*** Opening Study material ***
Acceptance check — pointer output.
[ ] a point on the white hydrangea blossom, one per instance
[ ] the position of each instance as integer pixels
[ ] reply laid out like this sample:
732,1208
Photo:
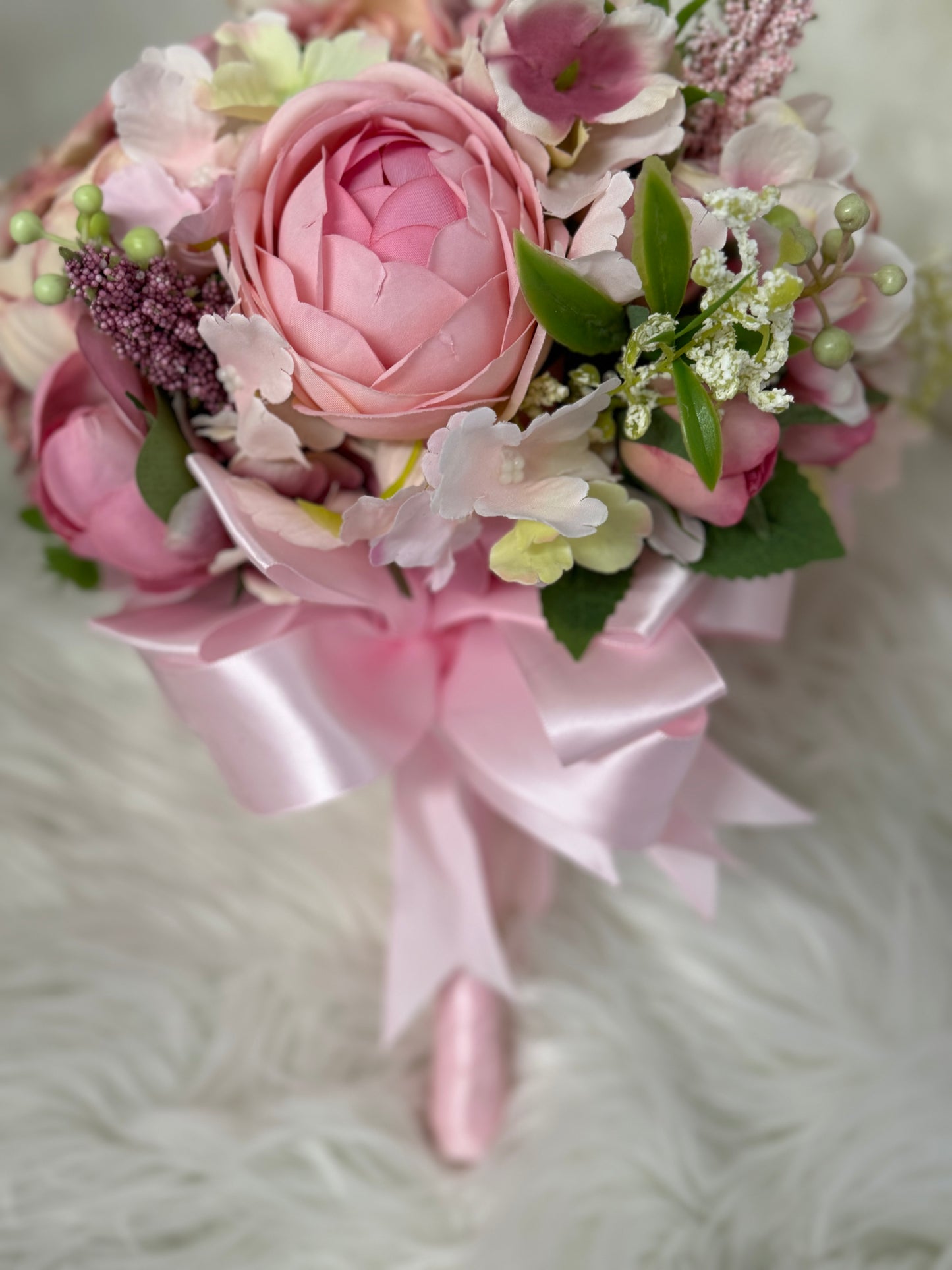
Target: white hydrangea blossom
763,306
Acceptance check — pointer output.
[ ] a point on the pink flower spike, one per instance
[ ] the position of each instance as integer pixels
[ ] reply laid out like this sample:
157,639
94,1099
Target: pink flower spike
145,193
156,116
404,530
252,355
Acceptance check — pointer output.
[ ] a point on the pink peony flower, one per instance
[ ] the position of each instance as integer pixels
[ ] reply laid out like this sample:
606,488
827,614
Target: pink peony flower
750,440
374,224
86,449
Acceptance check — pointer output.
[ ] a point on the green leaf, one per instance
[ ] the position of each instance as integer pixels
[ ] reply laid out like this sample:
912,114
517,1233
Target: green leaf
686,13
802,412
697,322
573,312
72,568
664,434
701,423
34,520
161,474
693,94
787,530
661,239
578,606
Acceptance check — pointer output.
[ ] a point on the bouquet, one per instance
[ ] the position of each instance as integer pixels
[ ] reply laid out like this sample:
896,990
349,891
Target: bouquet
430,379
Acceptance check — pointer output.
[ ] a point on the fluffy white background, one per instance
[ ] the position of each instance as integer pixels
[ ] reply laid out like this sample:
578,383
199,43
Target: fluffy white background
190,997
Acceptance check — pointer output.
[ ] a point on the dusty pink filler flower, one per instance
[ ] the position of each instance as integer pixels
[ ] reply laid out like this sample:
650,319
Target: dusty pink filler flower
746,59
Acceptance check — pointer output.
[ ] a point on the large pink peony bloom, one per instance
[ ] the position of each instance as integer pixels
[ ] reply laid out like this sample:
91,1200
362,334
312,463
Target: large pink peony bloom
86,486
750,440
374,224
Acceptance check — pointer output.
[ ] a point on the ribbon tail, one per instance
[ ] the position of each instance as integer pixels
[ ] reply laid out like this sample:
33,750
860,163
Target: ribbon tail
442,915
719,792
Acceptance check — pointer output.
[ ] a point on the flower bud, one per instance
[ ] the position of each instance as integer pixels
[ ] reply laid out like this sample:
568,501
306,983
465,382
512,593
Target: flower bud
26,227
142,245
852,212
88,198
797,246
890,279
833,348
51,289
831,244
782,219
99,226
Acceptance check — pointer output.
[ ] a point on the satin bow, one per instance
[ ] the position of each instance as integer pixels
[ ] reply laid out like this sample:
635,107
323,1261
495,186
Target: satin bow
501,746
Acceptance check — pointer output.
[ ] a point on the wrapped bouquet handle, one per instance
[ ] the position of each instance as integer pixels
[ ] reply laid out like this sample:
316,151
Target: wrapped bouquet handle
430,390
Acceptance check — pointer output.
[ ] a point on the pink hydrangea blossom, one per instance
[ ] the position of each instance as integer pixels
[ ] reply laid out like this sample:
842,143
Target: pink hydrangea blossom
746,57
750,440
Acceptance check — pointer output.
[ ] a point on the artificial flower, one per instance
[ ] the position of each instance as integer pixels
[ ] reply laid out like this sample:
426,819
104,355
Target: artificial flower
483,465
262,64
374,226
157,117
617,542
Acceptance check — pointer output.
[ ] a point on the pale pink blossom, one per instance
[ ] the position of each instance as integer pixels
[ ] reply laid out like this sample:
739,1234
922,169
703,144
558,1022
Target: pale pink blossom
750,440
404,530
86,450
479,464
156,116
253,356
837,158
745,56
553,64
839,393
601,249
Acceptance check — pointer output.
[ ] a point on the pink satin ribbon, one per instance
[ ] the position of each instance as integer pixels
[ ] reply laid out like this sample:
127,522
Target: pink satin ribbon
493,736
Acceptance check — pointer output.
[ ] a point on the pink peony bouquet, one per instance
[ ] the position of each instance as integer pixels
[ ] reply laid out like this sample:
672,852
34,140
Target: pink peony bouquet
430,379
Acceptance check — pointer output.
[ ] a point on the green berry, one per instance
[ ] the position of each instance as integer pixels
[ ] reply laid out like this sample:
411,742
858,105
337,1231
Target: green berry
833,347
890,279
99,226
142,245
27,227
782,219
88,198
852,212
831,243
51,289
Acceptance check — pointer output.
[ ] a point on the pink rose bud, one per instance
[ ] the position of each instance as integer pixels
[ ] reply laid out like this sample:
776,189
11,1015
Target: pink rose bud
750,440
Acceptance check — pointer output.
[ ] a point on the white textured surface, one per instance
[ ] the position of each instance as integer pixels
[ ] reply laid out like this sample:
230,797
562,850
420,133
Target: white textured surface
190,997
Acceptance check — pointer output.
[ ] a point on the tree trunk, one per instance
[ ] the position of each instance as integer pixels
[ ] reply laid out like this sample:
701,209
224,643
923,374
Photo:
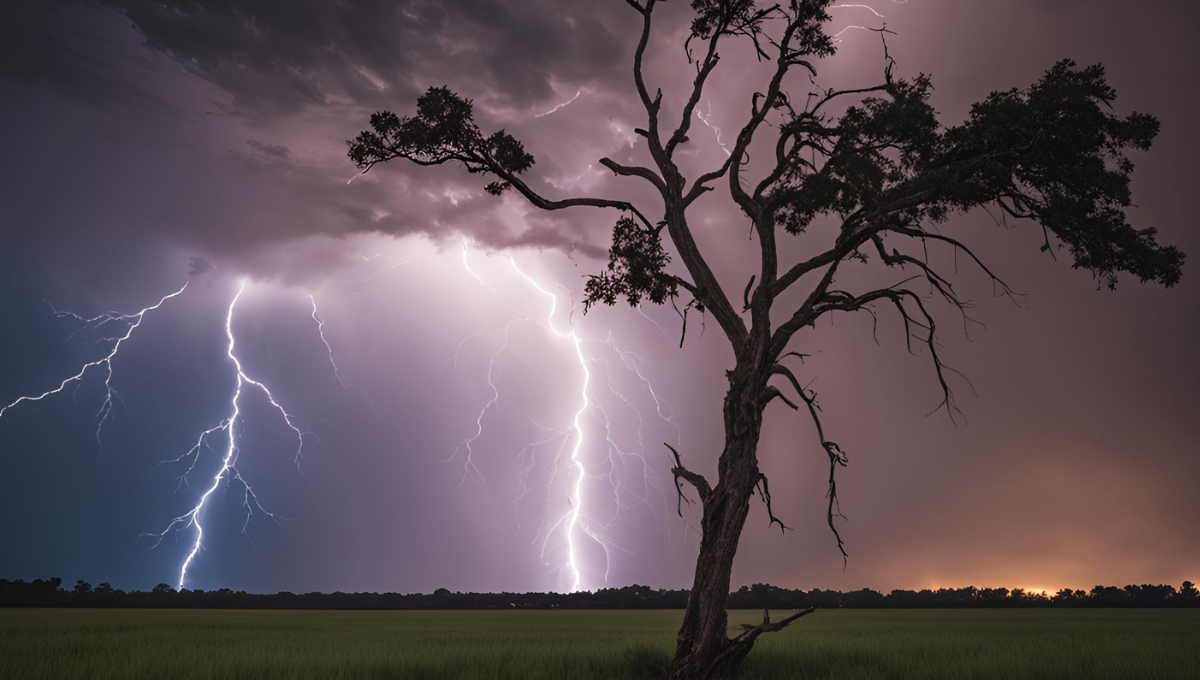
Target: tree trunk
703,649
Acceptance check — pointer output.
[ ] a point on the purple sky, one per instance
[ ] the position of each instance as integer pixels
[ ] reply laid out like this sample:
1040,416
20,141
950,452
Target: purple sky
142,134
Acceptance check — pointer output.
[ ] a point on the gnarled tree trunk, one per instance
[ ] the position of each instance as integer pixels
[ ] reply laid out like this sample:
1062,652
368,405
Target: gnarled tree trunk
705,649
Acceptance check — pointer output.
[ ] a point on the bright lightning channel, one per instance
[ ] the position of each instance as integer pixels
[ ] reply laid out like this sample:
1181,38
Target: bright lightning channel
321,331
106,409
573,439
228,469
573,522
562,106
*** Closing Study material ***
● **Task requirements**
Set down all of the material word for word, but keep each picture out.

● **Task result**
Acceptance check — pointer output.
[ ] a point on the white hydrangea blossom, one per instance
[ ] the position of each instance as integer pixels
[ ] reply laid out like this sample:
732,1208
Photo:
Target: white hydrangea blossom
763,306
Acceptance check — pointer output.
[ ] a point on the pink flower spike, one per instance
[ ] the position of each instance as integer pixels
[ ] reply laid out like this sample:
157,639
94,1099
Target: pink flower spike
145,193
156,116
404,530
252,355
Acceptance check — pointer output.
[ ] a point on the pink peony flower, one per instance
[ ] the position of each instance as integer pixels
[ ] reply laid out like this sample:
606,488
827,614
Target: pink peony flower
750,440
374,224
86,449
Acceptance check — pointer output.
[ ] a point on the green leaf, one per instance
[ ] the position of each instance as integer pixels
[ ] reply laid out like this sample:
912,114
517,1233
Target: green leaf
686,13
802,412
697,322
573,312
72,568
664,434
701,423
34,520
161,474
693,94
787,530
661,239
578,606
Acceptance check — pointer output.
[ ] a point on the bouquet, one per instance
[ ] the position of each instance as integer pixels
[ ] reply laid out like this sample:
896,990
349,891
Target: bouquet
430,379
Acceptance check — pointer output.
[ ] a point on the fluffy white background, one per instance
[ ] the position of each instance as integer pixels
[ ] reply laid out like this sample:
578,383
199,43
Target: fluffy white background
190,997
Acceptance check — pointer output.
[ ] a point on the dusty pink filler flower, one per instance
[ ] the position of each instance as integer pixels
[ ] reply laid out like this sample:
650,319
Target: dusty pink filler flower
746,59
Acceptance check — pointer output.
[ ] a point on the large pink peony bloom, one per instance
[ ] the position of each instance as integer pixels
[ ] reply laid out like this sample:
91,1200
362,334
312,463
Target: large pink peony bloom
86,486
750,440
374,224
Acceptance check — pointer output.
[ ] a point on the ribbon tail, one per instance
[ ] the position of each instance as integer pixels
[ ] reply laid out like this sample:
33,750
860,163
Target: ribbon tail
442,915
719,792
Acceptance check — pointer output.
[ ] a point on the flower bud, one per instance
[ ] the position of each instance as integer pixels
[ ] reply laid out like this sample:
568,501
306,983
465,382
512,593
Target: flower bud
26,227
142,245
852,212
88,198
797,246
890,279
833,348
51,289
831,244
782,219
99,226
Acceptance check — pointer output.
[ ] a point on the satin bow, one per instance
[ ] the position of each instance as integer pixels
[ ] reply laid out like this sample:
635,107
323,1261
495,186
Target: satin bow
501,746
Acceptance check — pointer output.
[ ] a point on the wrapped bouquet handle, one per instance
[ ] the position of each instance as integer pixels
[ ] reply laid out like this sample:
316,151
Target: wrapped bouquet handle
430,390
Acceptance check — pointer output.
[ ] a point on the pink hydrangea blossom, one per instance
[ ] the position of each instance as integer pixels
[ ] reply laid out like this sample:
842,143
Target: pink hydrangea blossom
746,57
750,440
Acceptance check — pointer output.
[ ] a point on the artificial flower, one per instance
[ ] the position of each instance as integer pixels
[ ] reply laid out like this sample:
426,819
104,355
Target: artificial flower
483,465
262,64
374,226
157,117
617,542
Acceptance check — pointer output.
[ ] a point on the pale pink blossom, one per instance
[ ] the position of each instance as integer pixels
[ ] reply laid out like this sample:
739,1234
922,169
703,144
558,1022
Target: pale pink blossom
750,440
404,530
86,450
479,464
156,116
253,356
837,158
745,56
553,64
839,393
601,249
Acceptance check — pointer output.
[ ] a point on the pink satin ribbon, one per instance
[ ] the position of each instance as integer pixels
[ ] reply laid out like this sample:
127,522
Target: pink satin ribbon
493,736
Acceptance check — pointer output.
[ ] a point on the pink peony bouquet, one per instance
[ ] the position of each instance as integer pixels
[ ] reply laid out like this sample:
672,852
34,140
Target: pink peony bouquet
430,379
Acceptance check — pointer output.
[ ] a point on the green berry, one per instance
[ ] the position of each instance as integer pixels
[ ] reply laid out like this sample:
411,742
858,105
337,1231
Target: green berry
833,347
890,279
99,226
142,245
27,227
782,219
88,198
852,212
831,243
51,289
Acceptance check — pointer output.
[ ] a point on the pink rose bud, one per instance
[ ] the position of each instance as integer pixels
[ ] reply laid out like this sample:
776,189
11,1015
Target: pink rose bud
750,440
Acceptance check — pointer output.
[ ] a point on the white textured surface, one per instance
[ ] the position of each instance as integer pixels
[ ] reply laid out like this sample:
230,797
562,850
420,133
Target: white textured surface
190,997
Acceptance check — pointer output.
[ ] a point on the tree trunk, one per instance
[ ] the position of each instance as integer pixels
[ ] reply laid out like this sample:
701,209
224,643
923,374
Photo:
Target: tree trunk
703,649
Acceptance check — pointer output.
[ ] a point on the purple sky, one per instance
[ ] the position of each instance as integer pixels
[ ] reply laid out like this sample:
1040,416
20,141
950,452
Target: purple sky
142,134
Acceptance check — pointer output.
[ ] a point on the gnarled tree trunk, one per instance
[ ] the position of each instance as integer pixels
[ ] reply laid out like this sample:
1062,652
368,405
Target: gnarled tree trunk
705,649
Acceptance check — pointer output.
[ ] a point on the bright lightning channel, one per instance
[ ] the position of each instance as integer pixels
[ ] reply laid out like this sample:
1181,38
Target: bright lightning channel
321,331
106,409
573,439
228,469
573,522
562,106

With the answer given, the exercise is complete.